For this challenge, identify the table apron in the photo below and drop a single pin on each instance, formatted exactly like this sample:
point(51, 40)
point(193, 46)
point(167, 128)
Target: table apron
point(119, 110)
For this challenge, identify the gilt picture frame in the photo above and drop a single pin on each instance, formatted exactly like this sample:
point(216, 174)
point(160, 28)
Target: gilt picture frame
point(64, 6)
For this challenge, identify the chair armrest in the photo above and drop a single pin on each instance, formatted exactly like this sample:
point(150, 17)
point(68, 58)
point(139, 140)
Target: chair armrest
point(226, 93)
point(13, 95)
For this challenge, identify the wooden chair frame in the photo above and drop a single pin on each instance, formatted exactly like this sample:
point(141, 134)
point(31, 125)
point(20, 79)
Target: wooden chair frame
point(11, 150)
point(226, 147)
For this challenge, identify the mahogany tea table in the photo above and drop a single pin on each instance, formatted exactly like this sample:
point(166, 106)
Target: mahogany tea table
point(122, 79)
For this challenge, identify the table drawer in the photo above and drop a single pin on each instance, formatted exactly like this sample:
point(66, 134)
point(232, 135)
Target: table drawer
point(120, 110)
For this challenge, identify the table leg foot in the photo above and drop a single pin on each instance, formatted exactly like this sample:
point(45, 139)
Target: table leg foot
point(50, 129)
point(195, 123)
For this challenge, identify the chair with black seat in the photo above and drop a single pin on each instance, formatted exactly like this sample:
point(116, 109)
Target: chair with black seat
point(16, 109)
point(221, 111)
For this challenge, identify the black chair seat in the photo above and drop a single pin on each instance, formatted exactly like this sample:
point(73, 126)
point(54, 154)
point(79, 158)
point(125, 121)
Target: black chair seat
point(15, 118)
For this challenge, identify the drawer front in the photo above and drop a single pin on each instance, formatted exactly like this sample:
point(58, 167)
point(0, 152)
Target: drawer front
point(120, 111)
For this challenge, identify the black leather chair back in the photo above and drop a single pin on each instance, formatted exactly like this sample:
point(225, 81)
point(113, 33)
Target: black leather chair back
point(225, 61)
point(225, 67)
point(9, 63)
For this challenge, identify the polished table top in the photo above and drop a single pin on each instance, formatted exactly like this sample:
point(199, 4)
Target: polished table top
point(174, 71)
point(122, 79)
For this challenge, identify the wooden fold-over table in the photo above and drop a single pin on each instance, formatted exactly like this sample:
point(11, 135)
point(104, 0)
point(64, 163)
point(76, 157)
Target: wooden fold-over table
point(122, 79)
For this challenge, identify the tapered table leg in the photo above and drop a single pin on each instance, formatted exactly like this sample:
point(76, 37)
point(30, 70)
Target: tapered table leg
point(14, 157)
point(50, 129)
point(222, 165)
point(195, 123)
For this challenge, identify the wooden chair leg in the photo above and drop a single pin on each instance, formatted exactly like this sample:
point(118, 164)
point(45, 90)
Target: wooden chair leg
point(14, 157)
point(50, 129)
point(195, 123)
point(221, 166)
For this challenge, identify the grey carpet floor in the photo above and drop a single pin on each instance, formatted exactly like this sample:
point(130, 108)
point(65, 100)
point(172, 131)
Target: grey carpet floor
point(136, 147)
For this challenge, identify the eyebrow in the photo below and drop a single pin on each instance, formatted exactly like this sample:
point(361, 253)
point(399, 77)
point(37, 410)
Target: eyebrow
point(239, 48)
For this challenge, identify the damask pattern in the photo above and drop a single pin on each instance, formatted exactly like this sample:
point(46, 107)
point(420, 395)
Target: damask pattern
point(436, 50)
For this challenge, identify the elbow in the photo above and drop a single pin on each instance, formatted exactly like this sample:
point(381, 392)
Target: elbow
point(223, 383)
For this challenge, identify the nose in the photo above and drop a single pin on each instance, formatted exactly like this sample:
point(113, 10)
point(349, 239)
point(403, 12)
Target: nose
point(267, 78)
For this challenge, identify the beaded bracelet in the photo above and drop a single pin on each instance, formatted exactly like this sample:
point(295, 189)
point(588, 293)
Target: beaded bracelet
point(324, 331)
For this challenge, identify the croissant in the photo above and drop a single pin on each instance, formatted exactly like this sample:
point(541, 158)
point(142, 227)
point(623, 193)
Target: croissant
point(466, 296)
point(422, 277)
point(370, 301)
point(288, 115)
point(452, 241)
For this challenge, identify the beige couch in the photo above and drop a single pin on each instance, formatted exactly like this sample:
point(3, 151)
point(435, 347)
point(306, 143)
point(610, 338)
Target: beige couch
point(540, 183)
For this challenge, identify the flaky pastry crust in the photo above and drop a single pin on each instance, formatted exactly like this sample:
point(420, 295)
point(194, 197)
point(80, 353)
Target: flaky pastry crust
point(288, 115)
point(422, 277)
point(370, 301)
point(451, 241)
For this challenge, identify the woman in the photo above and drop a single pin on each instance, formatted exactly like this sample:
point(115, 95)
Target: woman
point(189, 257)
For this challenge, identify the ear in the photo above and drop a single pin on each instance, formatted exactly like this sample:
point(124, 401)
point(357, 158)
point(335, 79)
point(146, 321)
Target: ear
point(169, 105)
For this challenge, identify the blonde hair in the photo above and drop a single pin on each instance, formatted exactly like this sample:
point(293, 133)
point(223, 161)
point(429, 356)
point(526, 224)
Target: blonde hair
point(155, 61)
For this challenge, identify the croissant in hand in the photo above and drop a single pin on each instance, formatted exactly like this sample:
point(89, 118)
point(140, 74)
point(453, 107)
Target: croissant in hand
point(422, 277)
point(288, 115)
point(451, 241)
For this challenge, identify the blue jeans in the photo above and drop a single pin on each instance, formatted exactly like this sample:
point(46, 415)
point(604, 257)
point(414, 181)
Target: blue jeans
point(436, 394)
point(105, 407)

--------------------------------

§ Objective: Render the listing above as a Markdown table with the columns Row and Entry, starting with its first line and going on through the line with "point(119, 110)". Number the lines in order and leave out any blank lines.

§ Reply:
| Row | Entry |
|---|---|
| 1 | For this challenge, identify the table apron in the photo below and drop a single pin on each instance, formatted exactly like this sample: |
| 2 | point(51, 40) |
| 3 | point(193, 46) |
| 4 | point(167, 128) |
| 5 | Target: table apron |
| 6 | point(119, 110) |